START Records for the exercise
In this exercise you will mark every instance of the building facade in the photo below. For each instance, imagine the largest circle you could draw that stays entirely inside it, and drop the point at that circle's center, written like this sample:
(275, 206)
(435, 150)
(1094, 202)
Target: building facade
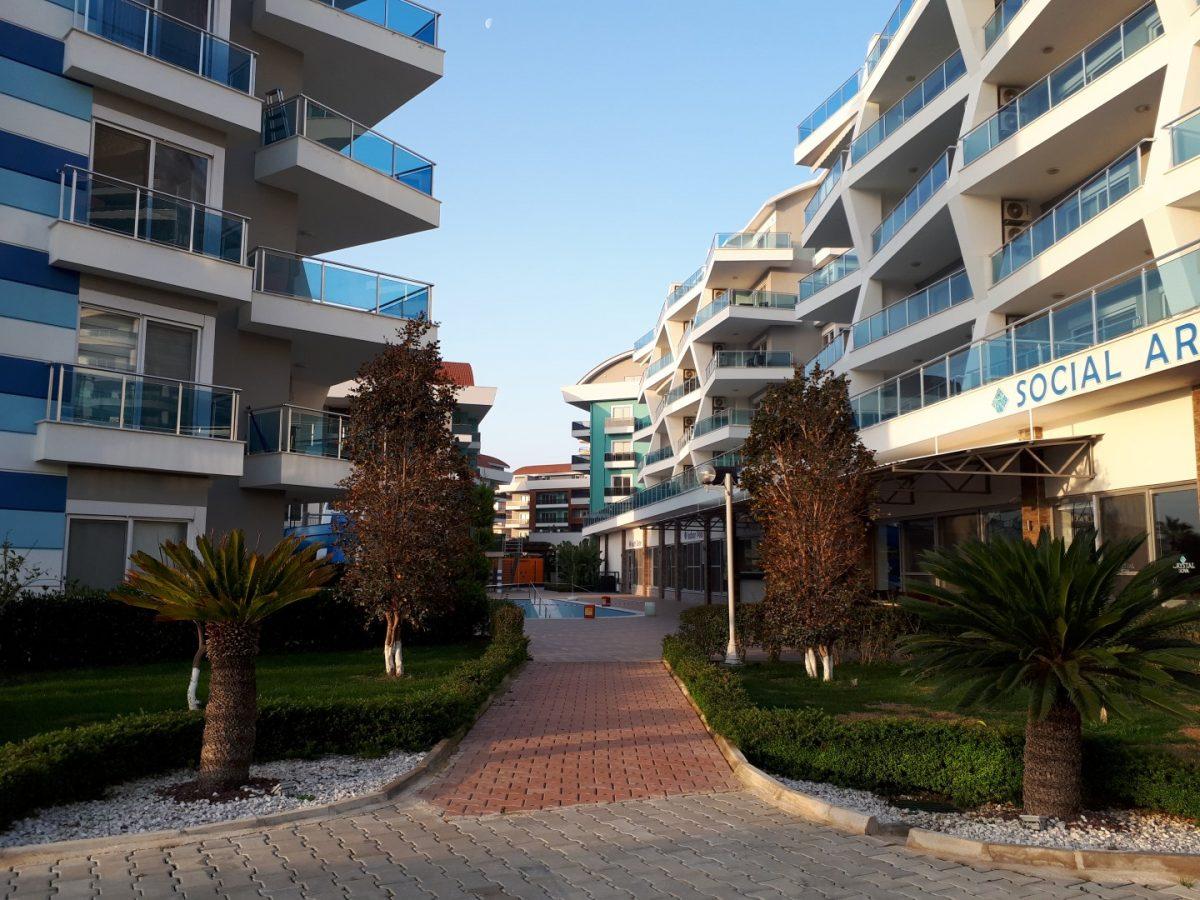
(1008, 271)
(169, 175)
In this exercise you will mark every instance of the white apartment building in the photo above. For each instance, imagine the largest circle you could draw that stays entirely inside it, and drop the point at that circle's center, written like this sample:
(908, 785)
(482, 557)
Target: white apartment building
(1007, 240)
(169, 175)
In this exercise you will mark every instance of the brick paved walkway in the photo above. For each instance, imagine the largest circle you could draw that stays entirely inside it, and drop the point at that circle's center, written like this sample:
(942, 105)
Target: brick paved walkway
(582, 732)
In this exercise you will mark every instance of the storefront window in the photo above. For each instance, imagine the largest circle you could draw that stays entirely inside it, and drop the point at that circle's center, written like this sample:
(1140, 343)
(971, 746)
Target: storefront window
(1177, 523)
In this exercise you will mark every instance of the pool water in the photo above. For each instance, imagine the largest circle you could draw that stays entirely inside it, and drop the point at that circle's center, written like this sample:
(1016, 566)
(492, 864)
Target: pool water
(545, 609)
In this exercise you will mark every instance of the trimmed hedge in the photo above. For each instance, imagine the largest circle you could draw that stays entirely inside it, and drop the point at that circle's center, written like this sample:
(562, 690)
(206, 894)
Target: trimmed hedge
(78, 763)
(966, 763)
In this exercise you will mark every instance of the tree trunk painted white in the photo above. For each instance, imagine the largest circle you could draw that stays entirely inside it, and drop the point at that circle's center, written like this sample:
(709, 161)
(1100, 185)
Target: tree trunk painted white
(810, 661)
(826, 663)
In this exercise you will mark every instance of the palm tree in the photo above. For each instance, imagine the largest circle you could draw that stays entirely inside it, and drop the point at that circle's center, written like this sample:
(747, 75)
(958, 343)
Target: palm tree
(231, 591)
(1063, 627)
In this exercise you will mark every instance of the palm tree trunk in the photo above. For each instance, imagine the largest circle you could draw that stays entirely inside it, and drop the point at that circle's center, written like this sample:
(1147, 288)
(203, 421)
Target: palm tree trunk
(1053, 784)
(232, 708)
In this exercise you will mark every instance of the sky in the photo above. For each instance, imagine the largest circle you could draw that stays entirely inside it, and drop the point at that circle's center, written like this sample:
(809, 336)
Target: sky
(586, 155)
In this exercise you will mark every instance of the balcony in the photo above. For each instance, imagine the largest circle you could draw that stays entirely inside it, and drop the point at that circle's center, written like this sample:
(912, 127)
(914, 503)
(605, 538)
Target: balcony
(912, 202)
(297, 450)
(1120, 179)
(137, 52)
(124, 420)
(123, 231)
(1102, 55)
(905, 108)
(951, 291)
(389, 45)
(1109, 311)
(354, 185)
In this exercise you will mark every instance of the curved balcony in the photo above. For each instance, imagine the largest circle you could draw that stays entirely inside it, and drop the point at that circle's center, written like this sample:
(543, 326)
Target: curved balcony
(912, 202)
(1111, 49)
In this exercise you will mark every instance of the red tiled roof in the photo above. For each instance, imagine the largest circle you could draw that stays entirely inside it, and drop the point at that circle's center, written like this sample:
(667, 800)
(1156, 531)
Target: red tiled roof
(545, 469)
(461, 373)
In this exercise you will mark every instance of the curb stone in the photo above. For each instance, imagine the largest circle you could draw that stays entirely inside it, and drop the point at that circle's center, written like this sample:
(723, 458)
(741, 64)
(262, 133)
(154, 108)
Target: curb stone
(430, 766)
(1107, 865)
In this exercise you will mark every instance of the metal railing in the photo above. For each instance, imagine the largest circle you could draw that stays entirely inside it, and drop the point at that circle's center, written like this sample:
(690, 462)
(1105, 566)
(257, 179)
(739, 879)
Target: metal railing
(85, 395)
(751, 240)
(400, 16)
(826, 187)
(166, 39)
(913, 202)
(321, 281)
(304, 117)
(835, 101)
(828, 354)
(683, 483)
(1067, 79)
(289, 429)
(951, 291)
(1104, 189)
(721, 420)
(103, 202)
(748, 359)
(828, 274)
(1123, 304)
(933, 85)
(1185, 135)
(999, 21)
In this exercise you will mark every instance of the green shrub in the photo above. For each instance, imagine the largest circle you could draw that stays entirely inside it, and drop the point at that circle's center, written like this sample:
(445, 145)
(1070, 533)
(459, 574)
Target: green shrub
(966, 763)
(78, 763)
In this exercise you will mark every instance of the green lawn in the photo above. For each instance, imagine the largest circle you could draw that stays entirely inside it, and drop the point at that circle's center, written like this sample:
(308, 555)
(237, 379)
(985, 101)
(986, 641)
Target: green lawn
(45, 701)
(885, 690)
END Records for the exercise
Activity: Every record above, copied exactly and without a single picture, makes up the answer.

Your solution:
In this exercise you will mark every instance of the building facade in the photo below. For each instance, imagine the largest circle you could draw that stays entirely inside it, and drop the point at that circle's center, written like this sample:
(275, 206)
(435, 150)
(1094, 202)
Target: building facade
(1008, 271)
(169, 175)
In this exercise you will mark every instance of the white apartment building in the photo above. For each instance, imagine the largest circle you could draw that stays entirely inside it, and drop the point at that circle's center, written like this sample:
(908, 785)
(482, 557)
Target: white apartment building
(1007, 240)
(169, 175)
In this exercise you will mark every instance of the brick paved walkway in the photo above. For each instance, imagine the largest circle you could draw that stays entirely inside it, and drop the point at that circle's center, written like this sample:
(942, 105)
Target: brick paved walkway
(582, 732)
In this exercise you will mark every instance of the storefront window in the photo above. For each instance, imagine the largest circle you could draw that stays entirely inside it, and drop the point at that circle's center, written like this sample:
(1140, 343)
(971, 746)
Target: storefront window
(1177, 523)
In this exercise you will mark every instance of the pool water in the photo above. For each instance, imagine the largest circle you could draw that stays entirely inside it, and drop the point at that circle's center, written like this sample:
(1016, 566)
(492, 864)
Target: pool water
(545, 609)
In this exercise you will mark every instance of the trimmed hedge in the photo above. For each instance, imagine the largest circle you could draw that stays entirely inside it, and drop the point at that circle's center, written like this sample:
(562, 690)
(206, 894)
Target: trimmed hedge
(78, 763)
(966, 763)
In this exercise you will mark every instance of the tree trunk painted white in the photo above. For each instance, imagine the largest circle you could draw that stays entirely inside it, and drop the point at that circle's center, written like this sample:
(709, 161)
(1100, 185)
Target: tree trunk painted white
(810, 661)
(826, 663)
In this exercise you will mark every instance of the palm tree in the photo above. For each instance, imagine the largest circle you could draw that stays entirely inside it, and drop the point at that circle's center, written like this sample:
(747, 75)
(958, 343)
Target: palm tree
(231, 591)
(1063, 627)
In this exercise you will mark every instance of the palm tree trunk in the photo above. For each instance, imagine the largest circle you could draw that stays entirely inside it, and drop the point at that circle's center, written like this sample:
(1147, 288)
(203, 421)
Target: palm tree trunk
(1053, 784)
(232, 708)
In this exercise you will mark every instance of the sky in the photo above. For each instance, imagine the largest circle you could draw that stays entirely inside it, and drop the point at that circle's center, written like this sample:
(809, 336)
Target: sky
(586, 155)
In this exercise you will mark every instance of the balcony in the photo above. For each instance, imagine the largest circle you could draw that stays entirely inside it, and drop the point at that circle's center, written like this sample:
(912, 127)
(914, 503)
(605, 538)
Target: balcony
(912, 202)
(297, 450)
(1120, 179)
(137, 52)
(124, 420)
(123, 231)
(1102, 55)
(905, 108)
(951, 291)
(389, 45)
(1109, 311)
(354, 185)
In this exercise you will mark every instance of the curved balcony in the photo above. For each instance, imagine the largest circle you could draw that stays entirely inside it, and drop the point at that circle's center, written like this sample:
(543, 326)
Target: curved balcony
(912, 202)
(1111, 49)
In this exercise you will mark every instance of the red tiled roof in the photo above. For each instance, imagine the largest circle you could draw that stays entirely inside it, and drop the point at that circle's center, written like this sample:
(667, 800)
(1156, 531)
Target: red tiled roof
(545, 469)
(461, 373)
In this exercise you will mark every instance of the curb stone in the photo above. For each instance, imagine the largest circle you could draw that stays entirely inside it, and drop the point at that circle's center, written like this sample:
(723, 458)
(741, 64)
(262, 133)
(154, 108)
Target: curb stone
(430, 766)
(1107, 865)
In this exercise you will mark every instance of the metal railing in the photo above. For each instance, imagine the largest circle you could draw that stays entirely inside it, and drop the point at that circle's center, written like this sample:
(690, 462)
(1105, 566)
(257, 179)
(739, 879)
Target: metal railing
(85, 395)
(751, 240)
(400, 16)
(826, 187)
(166, 39)
(913, 202)
(321, 281)
(304, 117)
(835, 101)
(828, 354)
(683, 483)
(1067, 79)
(289, 429)
(951, 291)
(1104, 189)
(721, 420)
(103, 202)
(748, 359)
(828, 274)
(1123, 304)
(933, 85)
(1185, 135)
(999, 21)
In this exercise you will mark every instance of the green shrub in the photo above. For each instance, imagine the largest circle you could draw that stays entirely inside it, and drop the point at that circle's center, written like this sample:
(445, 145)
(1070, 533)
(459, 574)
Target: green shrub
(966, 763)
(78, 763)
In this exercise you will mark every instance of the green lawn in the photo above. For each instance, imagine the largest circle you could draw that stays entirely inside it, and drop the point at that circle's center, written like this sample:
(308, 555)
(237, 379)
(985, 101)
(986, 641)
Target: green lawn
(45, 701)
(885, 690)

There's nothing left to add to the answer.